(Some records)
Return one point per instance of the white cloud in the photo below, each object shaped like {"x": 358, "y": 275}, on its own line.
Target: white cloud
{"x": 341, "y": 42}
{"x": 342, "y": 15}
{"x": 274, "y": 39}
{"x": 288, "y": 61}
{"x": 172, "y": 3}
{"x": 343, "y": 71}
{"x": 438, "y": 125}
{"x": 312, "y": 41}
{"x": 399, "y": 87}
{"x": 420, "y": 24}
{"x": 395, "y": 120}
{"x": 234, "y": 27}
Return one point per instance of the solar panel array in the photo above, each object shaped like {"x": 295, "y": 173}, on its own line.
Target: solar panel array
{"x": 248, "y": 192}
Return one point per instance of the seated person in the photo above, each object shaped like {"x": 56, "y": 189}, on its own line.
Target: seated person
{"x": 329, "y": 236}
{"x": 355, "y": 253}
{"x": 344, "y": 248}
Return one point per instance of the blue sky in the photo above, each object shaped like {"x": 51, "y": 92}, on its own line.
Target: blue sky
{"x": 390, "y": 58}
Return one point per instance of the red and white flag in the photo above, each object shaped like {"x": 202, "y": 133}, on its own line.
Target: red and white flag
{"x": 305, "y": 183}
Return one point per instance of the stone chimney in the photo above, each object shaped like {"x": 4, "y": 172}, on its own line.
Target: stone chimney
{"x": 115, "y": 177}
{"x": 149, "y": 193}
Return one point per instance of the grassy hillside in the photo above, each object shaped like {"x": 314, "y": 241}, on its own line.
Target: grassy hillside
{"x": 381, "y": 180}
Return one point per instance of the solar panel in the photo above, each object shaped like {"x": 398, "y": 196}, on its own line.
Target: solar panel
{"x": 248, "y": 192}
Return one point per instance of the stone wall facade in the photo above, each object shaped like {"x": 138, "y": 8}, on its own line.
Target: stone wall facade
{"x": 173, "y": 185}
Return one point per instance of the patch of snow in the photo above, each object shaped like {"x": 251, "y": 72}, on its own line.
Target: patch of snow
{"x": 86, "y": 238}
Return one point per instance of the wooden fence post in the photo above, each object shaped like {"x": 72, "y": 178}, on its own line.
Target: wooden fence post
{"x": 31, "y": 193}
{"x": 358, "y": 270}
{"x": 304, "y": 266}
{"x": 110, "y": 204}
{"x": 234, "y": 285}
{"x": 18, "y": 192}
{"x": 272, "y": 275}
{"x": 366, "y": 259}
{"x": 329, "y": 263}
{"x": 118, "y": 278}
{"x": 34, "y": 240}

→ Task brief
Set down the entries verbatim, leaving none out.

→ Response below
Return one point per instance of the white cloud in the photo below, each object shaped like {"x": 358, "y": 275}, on its own line.
Target: white cloud
{"x": 341, "y": 42}
{"x": 342, "y": 15}
{"x": 274, "y": 39}
{"x": 288, "y": 61}
{"x": 172, "y": 3}
{"x": 343, "y": 71}
{"x": 438, "y": 125}
{"x": 312, "y": 41}
{"x": 399, "y": 87}
{"x": 420, "y": 24}
{"x": 395, "y": 120}
{"x": 234, "y": 27}
Return one point per instance of the solar panel array in the photo above, each object shaped like {"x": 295, "y": 173}, on its own line.
Target: solar panel array
{"x": 248, "y": 192}
Return one point per instance of the seated person in the photo above, each object shaped like {"x": 56, "y": 189}, on its own line.
Target: seated person
{"x": 329, "y": 236}
{"x": 355, "y": 253}
{"x": 344, "y": 248}
Return one point per instance of the blue sky in the photo above, each object shaped like {"x": 51, "y": 92}, on its own line.
Target: blue sky
{"x": 390, "y": 58}
Return one point per instance of the red and white flag in the photo above, each object shaped like {"x": 202, "y": 133}, on its own line.
Target: red and white flag
{"x": 305, "y": 183}
Return one point per instance of the stone chimney in the photo above, each object shaped like {"x": 4, "y": 172}, on its own line.
Target: stone chimney
{"x": 115, "y": 177}
{"x": 149, "y": 193}
Return one point per instance of the grassy hillside in the photo above, each object shaped like {"x": 314, "y": 241}, on its own line.
Target: grassy hillside
{"x": 381, "y": 180}
Return one point per instance of the solar panel in the photo above, each object shaped like {"x": 398, "y": 196}, on its own line.
Target: solar panel
{"x": 248, "y": 192}
Return one point per instance of the stone wall facade in the photo above, each object shaped like {"x": 138, "y": 8}, on its own line.
Target: stone wall facade
{"x": 173, "y": 185}
Return one point per instance of the patch of snow in the photo above, each object shaped like {"x": 251, "y": 72}, on its own line.
Target: patch of snow
{"x": 86, "y": 238}
Return one point per instance of the wooden fence post in the photo above, each object shaped like {"x": 72, "y": 178}, on its own line.
Target: wooden fence post
{"x": 31, "y": 193}
{"x": 358, "y": 270}
{"x": 304, "y": 266}
{"x": 110, "y": 204}
{"x": 234, "y": 285}
{"x": 18, "y": 192}
{"x": 272, "y": 275}
{"x": 366, "y": 259}
{"x": 329, "y": 263}
{"x": 118, "y": 278}
{"x": 34, "y": 240}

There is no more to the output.